EXERCISE DESCRIPTION:
Each record that follows should be repeated exactly, minus any images.

-- start INPUT ROWS --

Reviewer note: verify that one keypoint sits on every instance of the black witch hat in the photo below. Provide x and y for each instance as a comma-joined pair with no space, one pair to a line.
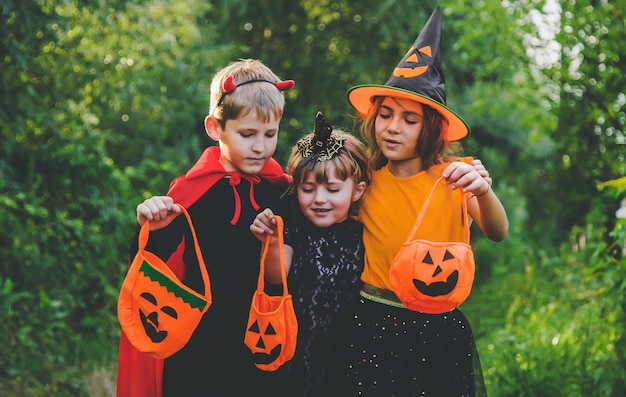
419,77
321,145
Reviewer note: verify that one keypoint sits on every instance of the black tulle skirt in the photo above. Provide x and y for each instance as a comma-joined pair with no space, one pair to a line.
394,351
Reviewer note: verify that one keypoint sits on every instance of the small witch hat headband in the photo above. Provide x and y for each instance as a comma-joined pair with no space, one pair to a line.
229,86
418,77
322,145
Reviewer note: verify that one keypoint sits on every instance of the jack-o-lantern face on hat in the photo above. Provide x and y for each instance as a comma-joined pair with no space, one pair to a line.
410,65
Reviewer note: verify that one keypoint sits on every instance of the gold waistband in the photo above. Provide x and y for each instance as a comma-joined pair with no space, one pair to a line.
380,295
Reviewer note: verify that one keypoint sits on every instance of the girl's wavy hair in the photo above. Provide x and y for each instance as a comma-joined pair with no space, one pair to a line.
431,146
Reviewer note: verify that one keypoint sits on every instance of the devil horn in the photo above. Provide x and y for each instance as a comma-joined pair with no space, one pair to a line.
285,85
229,85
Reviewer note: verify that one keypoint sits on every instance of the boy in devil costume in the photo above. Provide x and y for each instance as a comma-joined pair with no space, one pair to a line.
222,192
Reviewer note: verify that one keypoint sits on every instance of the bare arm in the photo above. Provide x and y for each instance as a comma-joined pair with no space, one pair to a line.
484,207
265,224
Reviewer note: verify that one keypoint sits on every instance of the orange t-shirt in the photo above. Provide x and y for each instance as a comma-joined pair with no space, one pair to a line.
388,213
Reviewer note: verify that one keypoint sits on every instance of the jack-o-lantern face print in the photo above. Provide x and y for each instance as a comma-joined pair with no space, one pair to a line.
412,67
163,306
436,278
150,321
268,344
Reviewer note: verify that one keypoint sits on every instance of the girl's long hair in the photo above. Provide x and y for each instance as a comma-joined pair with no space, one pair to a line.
431,146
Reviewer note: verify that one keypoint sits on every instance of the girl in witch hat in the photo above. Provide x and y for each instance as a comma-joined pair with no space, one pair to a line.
395,349
323,254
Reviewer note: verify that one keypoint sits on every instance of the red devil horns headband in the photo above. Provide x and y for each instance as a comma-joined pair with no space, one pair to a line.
230,86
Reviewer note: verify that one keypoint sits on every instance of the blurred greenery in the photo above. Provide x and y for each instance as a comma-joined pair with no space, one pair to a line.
102,105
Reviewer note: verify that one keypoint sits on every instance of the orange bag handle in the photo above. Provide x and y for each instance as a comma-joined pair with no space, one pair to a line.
143,241
281,249
420,215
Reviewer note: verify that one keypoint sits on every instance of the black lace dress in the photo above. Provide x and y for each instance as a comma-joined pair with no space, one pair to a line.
325,282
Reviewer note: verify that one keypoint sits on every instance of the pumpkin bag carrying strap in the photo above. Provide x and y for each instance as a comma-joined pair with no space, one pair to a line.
143,241
420,215
281,244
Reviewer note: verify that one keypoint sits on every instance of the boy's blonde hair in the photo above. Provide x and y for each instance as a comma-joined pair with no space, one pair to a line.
350,162
261,97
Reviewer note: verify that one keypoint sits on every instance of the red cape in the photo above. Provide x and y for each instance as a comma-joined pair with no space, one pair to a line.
141,375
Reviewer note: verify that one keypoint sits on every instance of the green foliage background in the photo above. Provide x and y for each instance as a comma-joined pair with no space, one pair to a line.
102,105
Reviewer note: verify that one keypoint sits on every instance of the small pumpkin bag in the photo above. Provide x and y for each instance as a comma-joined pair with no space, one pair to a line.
157,312
433,277
272,325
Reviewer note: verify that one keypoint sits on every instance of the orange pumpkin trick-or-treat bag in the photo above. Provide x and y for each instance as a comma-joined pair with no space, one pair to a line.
157,312
272,325
433,277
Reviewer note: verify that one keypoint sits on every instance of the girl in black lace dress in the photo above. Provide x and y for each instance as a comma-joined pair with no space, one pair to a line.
323,253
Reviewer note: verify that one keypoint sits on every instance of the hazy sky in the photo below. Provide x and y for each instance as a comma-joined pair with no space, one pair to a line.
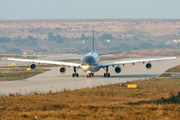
66,9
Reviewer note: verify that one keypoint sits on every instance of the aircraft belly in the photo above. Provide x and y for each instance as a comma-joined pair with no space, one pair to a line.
92,68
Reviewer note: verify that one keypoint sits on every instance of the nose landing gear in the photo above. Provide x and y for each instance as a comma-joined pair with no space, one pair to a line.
106,74
90,75
75,74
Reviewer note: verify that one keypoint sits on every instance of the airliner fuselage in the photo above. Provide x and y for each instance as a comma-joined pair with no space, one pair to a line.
90,62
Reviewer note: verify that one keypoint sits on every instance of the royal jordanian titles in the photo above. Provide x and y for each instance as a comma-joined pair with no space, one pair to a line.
90,63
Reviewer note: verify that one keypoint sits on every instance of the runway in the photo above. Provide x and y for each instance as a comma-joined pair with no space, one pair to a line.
54,81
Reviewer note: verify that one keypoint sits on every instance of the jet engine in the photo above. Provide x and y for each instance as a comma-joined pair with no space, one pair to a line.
148,66
62,70
117,69
33,66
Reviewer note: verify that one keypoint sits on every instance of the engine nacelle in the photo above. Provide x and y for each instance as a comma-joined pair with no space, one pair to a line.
33,66
148,66
62,70
117,69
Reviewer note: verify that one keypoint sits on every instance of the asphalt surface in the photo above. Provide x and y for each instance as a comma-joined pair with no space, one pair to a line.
54,81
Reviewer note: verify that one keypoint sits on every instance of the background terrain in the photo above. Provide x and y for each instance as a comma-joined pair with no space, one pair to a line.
62,36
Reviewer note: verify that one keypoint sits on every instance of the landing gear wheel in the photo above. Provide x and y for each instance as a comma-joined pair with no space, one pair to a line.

-- end INPUT ROWS --

REPLY TO THE EXERCISE:
Reviewer note: verify that one keypoint sits on every instance of the black witch hat in the photo below. Provide x and y for each instance as a comma-joined pair with no space, one pair to a line.
419,77
321,145
Reviewer note: verify that one keypoint sits on every instance of the black tulle skirt in the photo above. Provide x and y for each instance as a comma-joined pair with no space, one pair to a line.
394,351
Reviewer note: verify that one keypoint sits on every instance of the small witch hat headband in the photo above. Provide x and y for each instance as a comma-joined pair with no space, one pair to a line.
229,86
418,77
322,145
Reviewer note: verify that one keypoint sits on every instance of the jack-o-lantern face on hat in the photo above. Provide x and y for each instance as a comma-joined pair with no space, one pair to a line.
410,65
Reviewer note: verify that one keypoint sits on every instance of the gold waistband in the photo above. Provide x and y for each instance as a comma-joined pair with no space, one pair to a line.
380,295
Reviewer note: verify that one keypoint sits on every instance of the girl's wavy hair in the photo above. Provide x and y for each instance as a comma-joined pair with no space, one pair to a line.
431,146
Reviewer note: verify that one keypoint sits on every instance of the devil horn in the photo above. Provide x and y for each instance as a comma-joined pair with no space, one pair to a line.
285,85
229,85
Reviewer note: verify that one keypoint sits on every instance of the boy in devil costume in the photo above. Provide x and y for each instance as a comma-joined pair with no space, one pair to a line.
222,192
Reviewer note: verify that one keypoint sits on every instance of the bare arm in the photo above. Provide x and y for each instance as a comma-joined pair with no space, one pair to a line.
484,207
265,224
Reviewer note: verify that one keypoint sits on every instance of the orange t-shirt in the photo above. Provide x and y for each instance as a comma-joined pair with no space, one pair to a line.
388,213
Reviewer note: verify that one keypoint sits on every instance of the jack-o-lantern face print in the photo above. Provide x and y for each instance as a comma-joined pair with no space, one pair to a line.
412,67
163,306
436,278
150,321
268,344
Reviewer note: verify that one keypoint sits on every instance of the girl's long hair in the photo above. Provide x and y for each instance as a comma-joined pair with no space, one pair to a line.
431,146
Reviewer note: verify that one keypoint sits on every instance of the girl in witch hat in the photo above. Provide x and y for each instance as a comma-joined pair with no space, one pair to a line.
395,349
323,254
Reviewer note: verify that one keypoint sits on every instance of the red devil horns headband in the photo above. Provide x and y for each instance as a comma-joined pair with no space, one pair to a line.
230,86
Reviewer note: verify that one keypoint sits on every instance of the blurred greenery in the photo above. Provide x and y for each instance as a comma-joined pair with no space, one pair to a line.
102,105
Reviewer note: verify that one keypoint sits on every instance of the orange bag handle in the photo above. Provide x and y for each instance as a comma-joined pair with no space, one pair to a line.
143,241
281,249
420,215
Reviewer note: verify that one keypoint sits on every instance of the black lace dress in the photo above. Provide x and y for each instance as a comma-joined pair with no space, one pair to a line.
325,282
Reviewer note: verify that one keypoint sits on every instance of the pumpkin bag carrying strap in the photo above. Provide x and y for each instance as a comma-joined pair with no space, one pair to a line.
143,241
420,215
281,244
Reviewer note: verify that one keypoint sits on every instance of the boy's blonde hair in the photo above. Provide x and y for each instance as a comma-joined pair with no space, one pair to a line.
350,162
261,97
Reviewer note: verify that one keypoint sits on every instance of the red cape in the photo above. Provide x and y for each instance as a comma-joined pair with no space, one pair to a line.
141,375
Reviewer note: verify that one keypoint sits on every instance of the green foliage background in the photo above. Provide x and y for each instance as a comma-joined pair with no space, one pair to a line.
102,105
Reviewer note: verify that one keypoint sits on every instance of the small pumpkin bag in the photo above. Provide x and y for each instance as a comma-joined pair with no space, one pair to a line.
157,312
433,277
272,325
Reviewer note: verify that one keypoint sits on every instance of the orange pumpkin trick-or-treat bag in the photo above. Provide x and y for each instance as a comma-joined pair with no space, one pair to a line.
157,312
272,325
433,277
Reviewer note: verify that one keypoint sits on every instance of the girl in black lace dress in the photo above. Provide x and y for each instance as a comma-joined pair with no space, one pair to a line.
323,253
Reviewer note: verify that one keypoint sits on every instance of the hazy sky in the photo below. Provide x and y for each instance as a comma-joined pair with no space, one pair to a line.
66,9
Reviewer note: verify that one keypoint sits on every instance of the aircraft belly in the photo above. Provide x and y for each instance as a comma-joined pair with no space, one pair to a line.
92,68
Reviewer note: verify that one keypoint sits on every instance of the nose landing gear in the photo above. Provide x and y for each instance as a comma-joined pair with no space, one pair to a line.
106,74
90,75
75,74
Reviewer note: verify that one keypoint sits on every instance of the airliner fuselage in the photo above. Provide x and y for each instance as a comma-joined pair with no space, one pair to a line.
90,62
Reviewer note: verify that one keypoint sits on every instance of the royal jordanian titles in the photo above. Provide x and y for each instance as a comma-joined pair with no space, one pair to a line.
90,63
Reviewer note: verify that one keypoint sits on every instance of the runway in the photo above. Provide x and y for each instance as a comma-joined pair with no space, one pair to a line.
54,81
Reviewer note: verify that one keypoint sits on every instance of the jet engine in the photo above. Provide x and y for each instance as a comma-joined pair with no space, one pair to a line.
148,66
62,70
117,69
33,66
Reviewer note: verify that one keypoint sits on every instance of the engine nacelle in the photo above. Provide x and y for each instance as a comma-joined pair with no space, one pair to a line.
33,66
148,66
62,70
117,69
Reviewer note: verify that one keypoint sits on every instance of the asphalt surface in the photo above. Provide x and y for each instance as a comma-joined pair with no space, one pair to a line.
54,81
Reviewer note: verify that one keypoint sits on every instance of the background terrain in the photo above. Provide x and y for each instance as a comma-joined pair with no space, one pair to a line.
62,36
Reviewer note: verify that one keypoint sits on every instance of the landing gear wheel in the photo above. Provide x and y for each instance as a comma-joined pair with no space, one pair to a line.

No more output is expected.